Work to be completed - Convert the listing into a numbered list, starting at the line containing "If you could point at the white cloud" and ending at the last line of the listing, both lines included. Omit any blank lines.

Stored rows -
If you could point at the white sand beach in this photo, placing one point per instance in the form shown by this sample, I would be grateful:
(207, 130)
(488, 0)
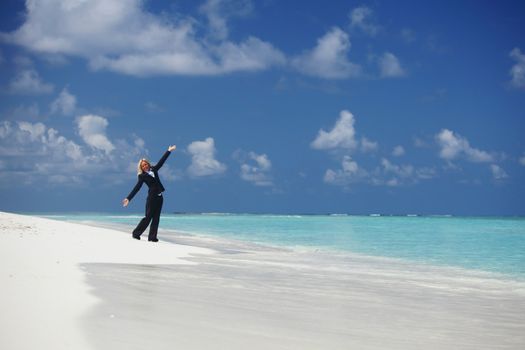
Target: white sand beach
(71, 286)
(44, 293)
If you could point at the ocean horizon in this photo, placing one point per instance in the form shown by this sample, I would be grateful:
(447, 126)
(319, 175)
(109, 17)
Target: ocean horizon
(494, 245)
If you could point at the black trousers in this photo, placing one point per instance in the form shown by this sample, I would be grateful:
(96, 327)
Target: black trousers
(153, 209)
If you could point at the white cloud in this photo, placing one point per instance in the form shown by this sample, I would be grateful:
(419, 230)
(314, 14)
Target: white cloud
(121, 36)
(389, 66)
(454, 146)
(517, 72)
(398, 151)
(203, 162)
(65, 103)
(497, 172)
(360, 18)
(92, 129)
(28, 82)
(341, 136)
(329, 58)
(258, 173)
(37, 153)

Answer for the task -
1. If you could point at the white cloud in this photo, placing one point per instance in the form shown by this sample, I would be grateful:
2. (419, 230)
3. (314, 14)
4. Target: white cloud
5. (121, 36)
6. (389, 66)
7. (454, 146)
8. (517, 72)
9. (398, 151)
10. (203, 162)
11. (65, 103)
12. (497, 172)
13. (360, 18)
14. (92, 129)
15. (28, 82)
16. (341, 136)
17. (329, 58)
18. (258, 173)
19. (37, 153)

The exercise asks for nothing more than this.